Extract:
++++++++++++++++++++
HS2 in Birmingham

Park Hall Nature Reserve - HS2 will run across this area

High Speed 2 (HS2) is a planned high speed railway between London, the Midlands, the North West of England, Yorkshire, possibly North East England and Scotland. The route has been controversial from when it was first announced in 2009 due to the impact it will have on the places it passes through. Locally, HS2 will have a particularly significant impact on Park Hall nature reserve.

Our mission as an organisation is to protect local wildlife and when large schemes like this are proposed, it is vital that we make every effort to ensure environmental issues have been taken into account and the overall effect on biodiversity is a positive one, rather than them damaging our landscapes further.

To seek to ensure this is the case, the Wildlife Trust has responded to both the Draft and Final Environmental Statements submitted by the proponents of HS2. Now that the Parliamentary Bill has passed its Second Reading, this has given us the opportunity to petition parliament, objecting to many elements of the bill and requesting changes and improvements to result in the best practicable environmental solution for the provision of HS2.
++++++++++++++++++++
Information given:
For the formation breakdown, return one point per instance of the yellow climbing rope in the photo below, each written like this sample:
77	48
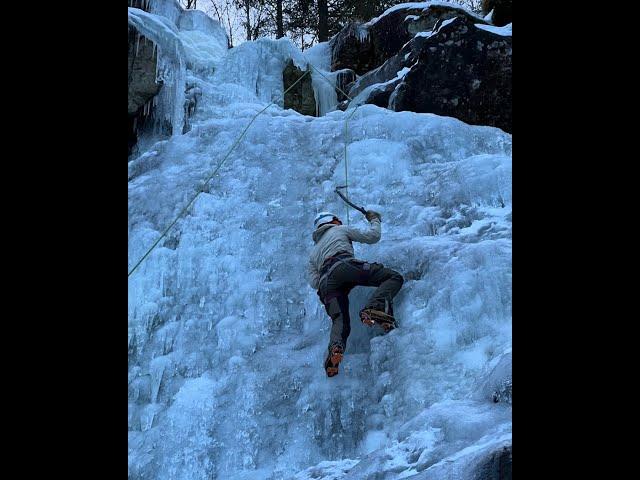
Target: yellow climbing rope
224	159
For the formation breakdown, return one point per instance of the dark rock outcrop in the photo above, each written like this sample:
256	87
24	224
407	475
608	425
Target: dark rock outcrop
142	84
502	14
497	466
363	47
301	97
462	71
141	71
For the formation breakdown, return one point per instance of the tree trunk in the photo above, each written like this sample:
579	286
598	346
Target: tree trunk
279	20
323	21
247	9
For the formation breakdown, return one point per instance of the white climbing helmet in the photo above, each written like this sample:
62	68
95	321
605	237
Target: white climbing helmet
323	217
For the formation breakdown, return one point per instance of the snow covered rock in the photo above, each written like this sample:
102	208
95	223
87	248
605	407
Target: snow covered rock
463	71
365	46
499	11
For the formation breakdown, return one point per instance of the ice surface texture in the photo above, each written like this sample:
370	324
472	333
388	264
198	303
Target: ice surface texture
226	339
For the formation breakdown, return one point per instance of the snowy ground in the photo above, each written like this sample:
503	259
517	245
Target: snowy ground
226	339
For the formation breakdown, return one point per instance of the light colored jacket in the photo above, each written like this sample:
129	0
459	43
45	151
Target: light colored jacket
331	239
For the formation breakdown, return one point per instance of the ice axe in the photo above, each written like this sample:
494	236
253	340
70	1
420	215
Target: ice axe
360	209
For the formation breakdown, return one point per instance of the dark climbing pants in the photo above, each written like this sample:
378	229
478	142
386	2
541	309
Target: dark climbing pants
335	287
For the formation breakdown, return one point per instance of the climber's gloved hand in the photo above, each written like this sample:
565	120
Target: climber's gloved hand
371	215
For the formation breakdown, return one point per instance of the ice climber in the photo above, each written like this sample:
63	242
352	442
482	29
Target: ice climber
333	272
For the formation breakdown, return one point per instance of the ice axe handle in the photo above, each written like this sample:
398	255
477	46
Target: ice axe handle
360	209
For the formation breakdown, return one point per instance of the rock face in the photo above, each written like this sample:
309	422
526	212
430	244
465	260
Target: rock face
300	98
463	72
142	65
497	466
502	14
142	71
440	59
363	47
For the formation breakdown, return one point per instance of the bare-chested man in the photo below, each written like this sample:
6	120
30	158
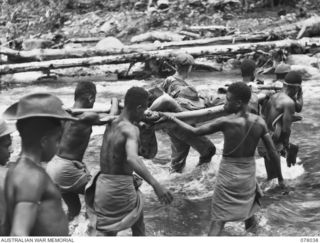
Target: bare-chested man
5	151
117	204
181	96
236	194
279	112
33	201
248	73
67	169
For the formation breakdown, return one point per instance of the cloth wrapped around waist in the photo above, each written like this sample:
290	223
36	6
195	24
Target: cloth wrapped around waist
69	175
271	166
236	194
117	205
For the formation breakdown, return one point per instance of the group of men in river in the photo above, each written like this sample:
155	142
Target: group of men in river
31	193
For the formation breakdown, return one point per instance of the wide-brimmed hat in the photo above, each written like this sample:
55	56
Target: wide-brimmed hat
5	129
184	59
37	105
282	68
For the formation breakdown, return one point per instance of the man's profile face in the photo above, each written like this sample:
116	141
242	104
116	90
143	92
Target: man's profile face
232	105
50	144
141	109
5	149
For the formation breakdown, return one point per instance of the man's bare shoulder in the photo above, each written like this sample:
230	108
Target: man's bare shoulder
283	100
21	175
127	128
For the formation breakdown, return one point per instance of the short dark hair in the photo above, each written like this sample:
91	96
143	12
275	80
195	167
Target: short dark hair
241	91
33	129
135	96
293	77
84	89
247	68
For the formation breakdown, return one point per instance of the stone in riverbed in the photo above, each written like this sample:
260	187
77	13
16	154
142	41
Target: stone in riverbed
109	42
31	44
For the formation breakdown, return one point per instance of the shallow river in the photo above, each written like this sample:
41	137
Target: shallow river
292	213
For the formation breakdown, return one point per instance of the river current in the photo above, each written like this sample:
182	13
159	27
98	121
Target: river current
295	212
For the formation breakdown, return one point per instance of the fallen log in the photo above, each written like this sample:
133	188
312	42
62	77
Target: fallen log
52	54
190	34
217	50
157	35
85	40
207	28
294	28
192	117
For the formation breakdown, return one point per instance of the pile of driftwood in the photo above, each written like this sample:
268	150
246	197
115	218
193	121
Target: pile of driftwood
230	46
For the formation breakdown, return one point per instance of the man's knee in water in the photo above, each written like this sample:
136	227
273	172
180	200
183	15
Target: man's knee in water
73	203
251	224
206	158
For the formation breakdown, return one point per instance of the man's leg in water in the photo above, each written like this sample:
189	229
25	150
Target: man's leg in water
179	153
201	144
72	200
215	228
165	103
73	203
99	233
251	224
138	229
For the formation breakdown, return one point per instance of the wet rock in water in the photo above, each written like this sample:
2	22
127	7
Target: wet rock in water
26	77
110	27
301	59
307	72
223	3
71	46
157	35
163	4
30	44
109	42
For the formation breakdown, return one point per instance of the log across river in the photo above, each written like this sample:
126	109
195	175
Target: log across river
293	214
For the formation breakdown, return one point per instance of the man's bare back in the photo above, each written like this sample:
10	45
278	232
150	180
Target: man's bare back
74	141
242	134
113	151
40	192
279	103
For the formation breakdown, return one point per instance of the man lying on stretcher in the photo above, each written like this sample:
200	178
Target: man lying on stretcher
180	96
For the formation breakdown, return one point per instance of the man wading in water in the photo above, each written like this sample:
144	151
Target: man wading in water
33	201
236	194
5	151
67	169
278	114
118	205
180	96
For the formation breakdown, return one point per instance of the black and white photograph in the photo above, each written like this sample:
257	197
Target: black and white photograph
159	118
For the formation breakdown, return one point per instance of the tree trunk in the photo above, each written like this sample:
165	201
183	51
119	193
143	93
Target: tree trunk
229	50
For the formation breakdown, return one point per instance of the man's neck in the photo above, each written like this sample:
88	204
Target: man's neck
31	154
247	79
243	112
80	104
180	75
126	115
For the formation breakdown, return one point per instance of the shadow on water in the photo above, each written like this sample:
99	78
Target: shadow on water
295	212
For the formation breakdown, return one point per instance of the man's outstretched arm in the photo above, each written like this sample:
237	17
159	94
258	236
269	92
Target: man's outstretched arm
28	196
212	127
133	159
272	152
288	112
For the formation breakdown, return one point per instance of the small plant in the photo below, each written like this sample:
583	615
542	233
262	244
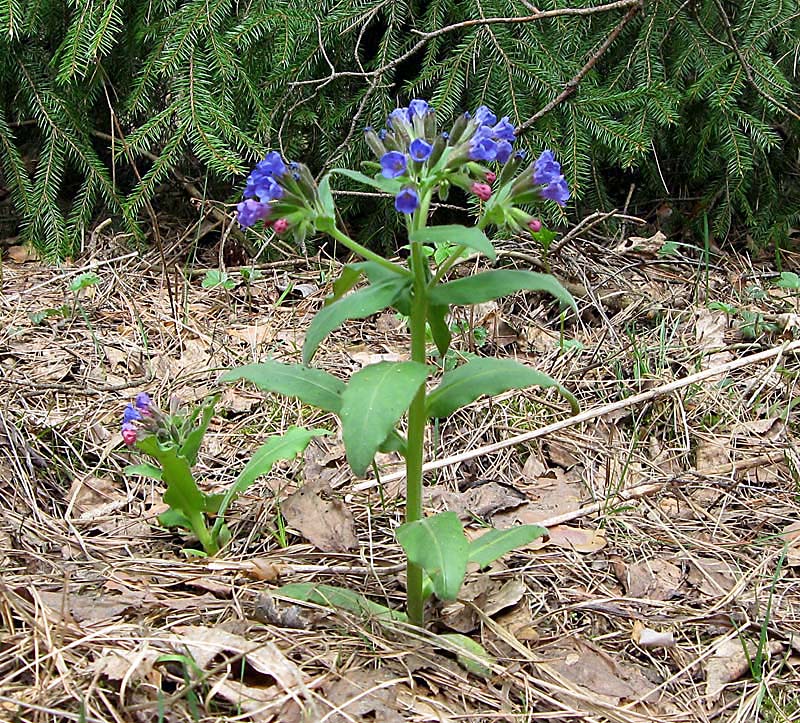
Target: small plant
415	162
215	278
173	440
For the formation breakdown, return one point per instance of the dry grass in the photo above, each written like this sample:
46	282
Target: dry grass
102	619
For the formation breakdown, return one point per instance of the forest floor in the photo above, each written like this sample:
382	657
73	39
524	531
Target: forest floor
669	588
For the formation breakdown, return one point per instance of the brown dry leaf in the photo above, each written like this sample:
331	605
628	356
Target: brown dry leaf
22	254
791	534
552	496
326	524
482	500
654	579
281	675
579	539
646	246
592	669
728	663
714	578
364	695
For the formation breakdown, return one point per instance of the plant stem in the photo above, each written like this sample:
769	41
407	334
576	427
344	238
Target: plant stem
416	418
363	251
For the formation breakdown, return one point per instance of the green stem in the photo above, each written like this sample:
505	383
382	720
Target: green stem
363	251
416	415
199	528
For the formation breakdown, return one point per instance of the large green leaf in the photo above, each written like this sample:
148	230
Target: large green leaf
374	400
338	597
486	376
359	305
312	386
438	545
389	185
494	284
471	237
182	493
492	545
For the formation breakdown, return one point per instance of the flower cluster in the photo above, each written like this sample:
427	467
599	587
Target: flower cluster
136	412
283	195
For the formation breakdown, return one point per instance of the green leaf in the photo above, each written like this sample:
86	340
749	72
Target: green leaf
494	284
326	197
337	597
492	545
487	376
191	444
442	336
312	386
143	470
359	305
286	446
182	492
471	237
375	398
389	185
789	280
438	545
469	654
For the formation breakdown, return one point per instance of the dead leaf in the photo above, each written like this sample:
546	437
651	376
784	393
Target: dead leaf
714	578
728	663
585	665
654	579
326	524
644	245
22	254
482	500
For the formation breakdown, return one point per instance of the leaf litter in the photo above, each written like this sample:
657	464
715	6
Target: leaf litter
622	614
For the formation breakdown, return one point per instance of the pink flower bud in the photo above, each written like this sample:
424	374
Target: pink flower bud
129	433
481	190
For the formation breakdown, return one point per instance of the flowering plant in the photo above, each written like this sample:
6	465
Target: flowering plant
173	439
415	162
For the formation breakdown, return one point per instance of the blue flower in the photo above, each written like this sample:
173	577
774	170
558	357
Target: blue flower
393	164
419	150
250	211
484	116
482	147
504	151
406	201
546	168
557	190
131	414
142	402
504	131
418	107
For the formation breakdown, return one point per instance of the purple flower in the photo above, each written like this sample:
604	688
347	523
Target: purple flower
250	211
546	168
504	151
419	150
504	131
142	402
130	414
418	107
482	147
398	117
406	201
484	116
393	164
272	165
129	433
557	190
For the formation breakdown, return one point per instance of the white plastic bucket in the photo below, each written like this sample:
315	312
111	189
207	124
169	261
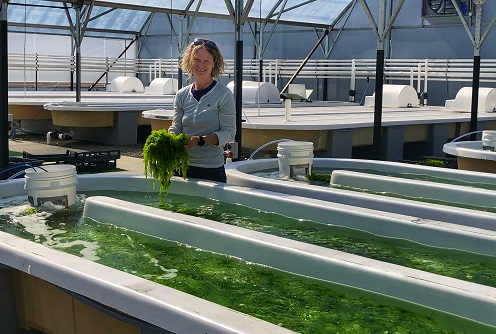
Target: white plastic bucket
++++++++++++++++++++
Task:
Please print the passage of the HS2 in Birmingham text above between "HS2 in Birmingham" and "Hall nature reserve.", inclusive, word for word.

Result of the task:
HS2 in Birmingham

Park Hall Nature Reserve - HS2 will run across this area

High Speed 2 (HS2) is a planned high speed railway between London, the Midlands, the North West of England, Yorkshire, possibly North East England and Scotland. The route has been controversial from when it was first announced in 2009 due to the impact it will have on the places it passes through. Locally, HS2 will have a particularly significant impact on Park Hall nature reserve.